Below is an article on Bitcoin use in America. List every percentage it gives, and say what each one measures.

**QUOTED PASSAGE:**
(begin)

America Holds Bitcoin But Won't Spend It - And the Lending Gap Is Next

Federal Reserve data confirms a crypto rebound in US adoption, but the dominant use case remains investment, not payments. Meanwhile, a separate report projects Bitcoin-backed lending could scale from $3 billion to $1 trillion - if the industry can solve a trust problem first.
Key Takeaways
- Bitcoin in America is overwhelmingly an investment instrument: nine percent of adults held it as an asset in 2025, while only two percent used it for payments - a gap that reveals the distance between the current reality and a true payments adoption story.
- The unbanked are the most active crypto transactors at six percent payment utilization, three times the rate of the banked population, pointing to financial inclusion as crypto's most durable real-world use case today.

(end)

**DATA LINES:**
(begin)

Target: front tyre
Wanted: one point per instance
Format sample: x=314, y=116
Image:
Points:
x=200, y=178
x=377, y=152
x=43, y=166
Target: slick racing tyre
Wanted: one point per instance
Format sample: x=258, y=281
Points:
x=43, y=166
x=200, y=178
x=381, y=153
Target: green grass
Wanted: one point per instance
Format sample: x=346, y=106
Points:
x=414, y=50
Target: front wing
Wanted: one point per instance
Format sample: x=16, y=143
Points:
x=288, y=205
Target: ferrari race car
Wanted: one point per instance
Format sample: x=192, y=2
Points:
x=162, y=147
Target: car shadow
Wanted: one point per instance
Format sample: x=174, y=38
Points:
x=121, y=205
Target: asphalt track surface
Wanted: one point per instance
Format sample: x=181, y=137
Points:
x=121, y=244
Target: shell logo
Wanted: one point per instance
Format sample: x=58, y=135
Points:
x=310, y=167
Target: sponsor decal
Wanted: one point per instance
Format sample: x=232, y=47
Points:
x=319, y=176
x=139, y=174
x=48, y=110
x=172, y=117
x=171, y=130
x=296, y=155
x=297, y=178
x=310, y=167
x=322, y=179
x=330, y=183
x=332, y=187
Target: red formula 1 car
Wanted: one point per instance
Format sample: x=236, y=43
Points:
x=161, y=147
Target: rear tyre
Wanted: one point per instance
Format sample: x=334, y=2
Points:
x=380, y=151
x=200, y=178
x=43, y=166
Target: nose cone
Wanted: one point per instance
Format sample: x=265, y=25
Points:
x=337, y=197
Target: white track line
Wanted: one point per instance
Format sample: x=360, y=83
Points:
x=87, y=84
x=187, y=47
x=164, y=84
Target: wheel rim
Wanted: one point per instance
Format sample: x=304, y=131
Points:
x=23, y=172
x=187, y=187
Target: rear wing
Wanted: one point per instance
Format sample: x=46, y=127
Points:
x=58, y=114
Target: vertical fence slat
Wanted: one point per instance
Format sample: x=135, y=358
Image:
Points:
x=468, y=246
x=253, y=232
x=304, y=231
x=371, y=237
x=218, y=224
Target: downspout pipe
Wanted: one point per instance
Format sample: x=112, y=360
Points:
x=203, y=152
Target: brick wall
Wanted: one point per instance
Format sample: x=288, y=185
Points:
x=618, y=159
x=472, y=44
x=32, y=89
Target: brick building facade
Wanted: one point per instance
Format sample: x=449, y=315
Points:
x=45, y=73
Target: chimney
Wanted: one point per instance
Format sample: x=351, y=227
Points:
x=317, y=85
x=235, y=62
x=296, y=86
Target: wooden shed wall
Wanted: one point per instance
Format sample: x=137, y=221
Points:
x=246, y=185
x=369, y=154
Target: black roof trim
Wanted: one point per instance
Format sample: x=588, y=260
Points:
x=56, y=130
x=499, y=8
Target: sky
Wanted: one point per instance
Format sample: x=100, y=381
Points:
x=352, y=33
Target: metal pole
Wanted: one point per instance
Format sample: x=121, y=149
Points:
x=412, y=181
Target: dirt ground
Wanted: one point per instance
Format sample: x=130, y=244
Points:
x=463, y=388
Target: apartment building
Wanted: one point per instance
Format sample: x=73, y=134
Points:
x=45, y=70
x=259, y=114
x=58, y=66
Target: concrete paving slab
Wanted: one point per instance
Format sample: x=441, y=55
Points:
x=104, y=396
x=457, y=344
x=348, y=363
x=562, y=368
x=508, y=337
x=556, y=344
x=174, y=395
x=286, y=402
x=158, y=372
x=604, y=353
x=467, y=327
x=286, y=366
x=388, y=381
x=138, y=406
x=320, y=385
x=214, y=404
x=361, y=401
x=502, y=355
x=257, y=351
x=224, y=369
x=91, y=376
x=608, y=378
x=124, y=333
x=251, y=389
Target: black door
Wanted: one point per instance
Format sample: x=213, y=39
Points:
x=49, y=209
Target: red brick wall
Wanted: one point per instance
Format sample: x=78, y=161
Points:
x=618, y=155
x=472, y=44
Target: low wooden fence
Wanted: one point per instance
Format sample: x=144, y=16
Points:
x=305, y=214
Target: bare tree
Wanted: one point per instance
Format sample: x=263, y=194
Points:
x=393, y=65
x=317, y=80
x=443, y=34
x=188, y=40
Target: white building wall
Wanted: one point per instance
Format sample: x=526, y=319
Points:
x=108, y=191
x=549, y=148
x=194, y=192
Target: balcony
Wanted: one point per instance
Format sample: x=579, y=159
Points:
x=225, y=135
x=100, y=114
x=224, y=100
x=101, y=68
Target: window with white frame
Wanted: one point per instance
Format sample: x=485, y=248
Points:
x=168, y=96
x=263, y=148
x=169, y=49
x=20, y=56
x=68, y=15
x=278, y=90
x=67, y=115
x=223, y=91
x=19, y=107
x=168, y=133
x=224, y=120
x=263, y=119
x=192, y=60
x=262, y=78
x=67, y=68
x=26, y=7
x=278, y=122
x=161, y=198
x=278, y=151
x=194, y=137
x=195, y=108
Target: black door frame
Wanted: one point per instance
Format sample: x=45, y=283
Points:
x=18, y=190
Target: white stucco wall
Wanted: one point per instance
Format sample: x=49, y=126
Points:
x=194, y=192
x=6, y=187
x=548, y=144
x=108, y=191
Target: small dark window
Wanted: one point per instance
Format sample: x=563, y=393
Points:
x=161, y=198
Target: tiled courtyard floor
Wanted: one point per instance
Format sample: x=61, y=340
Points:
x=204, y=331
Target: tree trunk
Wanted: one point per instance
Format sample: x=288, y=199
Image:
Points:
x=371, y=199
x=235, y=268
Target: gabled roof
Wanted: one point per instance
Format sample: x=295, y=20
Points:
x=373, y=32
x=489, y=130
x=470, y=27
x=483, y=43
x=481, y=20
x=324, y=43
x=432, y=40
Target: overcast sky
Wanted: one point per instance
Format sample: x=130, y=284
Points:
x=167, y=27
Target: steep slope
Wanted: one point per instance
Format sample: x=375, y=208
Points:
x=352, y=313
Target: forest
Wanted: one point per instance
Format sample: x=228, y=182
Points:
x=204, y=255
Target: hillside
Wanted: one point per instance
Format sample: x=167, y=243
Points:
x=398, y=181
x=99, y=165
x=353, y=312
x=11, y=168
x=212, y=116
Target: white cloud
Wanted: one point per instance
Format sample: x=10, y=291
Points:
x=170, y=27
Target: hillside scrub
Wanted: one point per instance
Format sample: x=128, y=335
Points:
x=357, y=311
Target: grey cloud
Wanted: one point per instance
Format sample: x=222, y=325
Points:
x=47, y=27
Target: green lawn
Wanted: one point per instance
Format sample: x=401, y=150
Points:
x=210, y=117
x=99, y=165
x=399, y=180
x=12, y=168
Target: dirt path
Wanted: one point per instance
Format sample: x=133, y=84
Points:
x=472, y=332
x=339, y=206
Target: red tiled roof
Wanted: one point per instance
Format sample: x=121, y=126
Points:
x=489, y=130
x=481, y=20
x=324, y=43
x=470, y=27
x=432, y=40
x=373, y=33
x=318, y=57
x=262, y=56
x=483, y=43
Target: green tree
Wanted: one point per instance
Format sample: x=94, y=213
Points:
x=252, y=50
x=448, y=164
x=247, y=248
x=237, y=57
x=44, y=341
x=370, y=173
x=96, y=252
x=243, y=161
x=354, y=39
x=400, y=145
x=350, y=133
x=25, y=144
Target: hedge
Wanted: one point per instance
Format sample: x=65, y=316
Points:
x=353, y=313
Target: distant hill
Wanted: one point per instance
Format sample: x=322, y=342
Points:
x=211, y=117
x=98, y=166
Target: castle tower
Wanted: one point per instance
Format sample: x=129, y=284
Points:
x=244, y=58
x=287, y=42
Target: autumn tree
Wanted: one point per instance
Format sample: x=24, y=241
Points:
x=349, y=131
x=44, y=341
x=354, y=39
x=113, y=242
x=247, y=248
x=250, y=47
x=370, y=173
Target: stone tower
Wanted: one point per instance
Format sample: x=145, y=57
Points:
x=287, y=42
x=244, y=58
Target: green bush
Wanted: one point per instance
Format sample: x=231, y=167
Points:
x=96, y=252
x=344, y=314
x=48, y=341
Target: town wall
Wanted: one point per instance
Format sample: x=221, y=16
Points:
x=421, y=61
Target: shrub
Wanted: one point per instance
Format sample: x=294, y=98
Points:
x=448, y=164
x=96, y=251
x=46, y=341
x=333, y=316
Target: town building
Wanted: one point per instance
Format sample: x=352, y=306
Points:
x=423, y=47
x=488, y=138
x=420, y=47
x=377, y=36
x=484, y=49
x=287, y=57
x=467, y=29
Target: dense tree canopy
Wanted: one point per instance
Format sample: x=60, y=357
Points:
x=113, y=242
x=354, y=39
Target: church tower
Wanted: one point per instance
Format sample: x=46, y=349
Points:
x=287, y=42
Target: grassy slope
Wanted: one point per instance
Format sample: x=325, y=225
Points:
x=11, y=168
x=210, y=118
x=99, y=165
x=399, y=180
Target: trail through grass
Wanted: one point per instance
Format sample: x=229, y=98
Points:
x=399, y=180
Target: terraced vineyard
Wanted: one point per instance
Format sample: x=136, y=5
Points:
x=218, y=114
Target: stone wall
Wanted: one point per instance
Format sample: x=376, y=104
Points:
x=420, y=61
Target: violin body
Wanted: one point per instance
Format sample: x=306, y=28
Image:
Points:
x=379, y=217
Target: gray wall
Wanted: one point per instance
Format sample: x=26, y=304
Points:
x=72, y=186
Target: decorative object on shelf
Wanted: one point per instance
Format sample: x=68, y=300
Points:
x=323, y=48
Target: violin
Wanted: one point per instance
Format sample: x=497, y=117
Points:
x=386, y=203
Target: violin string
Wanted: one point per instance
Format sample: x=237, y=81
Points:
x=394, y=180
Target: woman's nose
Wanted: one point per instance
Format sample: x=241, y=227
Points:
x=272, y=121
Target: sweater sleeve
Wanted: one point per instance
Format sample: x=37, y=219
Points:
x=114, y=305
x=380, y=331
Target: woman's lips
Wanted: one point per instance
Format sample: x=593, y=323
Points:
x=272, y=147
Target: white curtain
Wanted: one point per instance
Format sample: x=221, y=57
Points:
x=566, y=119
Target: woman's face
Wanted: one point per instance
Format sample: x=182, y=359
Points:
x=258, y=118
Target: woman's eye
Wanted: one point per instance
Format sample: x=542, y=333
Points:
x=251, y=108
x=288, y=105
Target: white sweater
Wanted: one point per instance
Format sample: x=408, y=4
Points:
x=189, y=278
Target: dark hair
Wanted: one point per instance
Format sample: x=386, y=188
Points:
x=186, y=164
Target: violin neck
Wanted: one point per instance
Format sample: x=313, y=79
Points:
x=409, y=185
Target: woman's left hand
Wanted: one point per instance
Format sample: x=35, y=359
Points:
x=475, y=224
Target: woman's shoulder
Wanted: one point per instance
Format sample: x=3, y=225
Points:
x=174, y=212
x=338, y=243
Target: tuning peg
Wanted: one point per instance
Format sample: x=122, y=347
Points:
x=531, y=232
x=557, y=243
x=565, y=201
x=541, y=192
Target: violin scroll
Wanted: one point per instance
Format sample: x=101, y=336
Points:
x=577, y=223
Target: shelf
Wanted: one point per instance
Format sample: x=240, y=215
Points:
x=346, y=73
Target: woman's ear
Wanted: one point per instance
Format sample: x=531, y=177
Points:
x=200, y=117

(end)

**OUTPUT OF THE EXERCISE:**
- Nine percent: adults who held Bitcoin as an asset in 2025
- Two percent: adults who used it for payments
- Six percent: payment utilization among the unbanked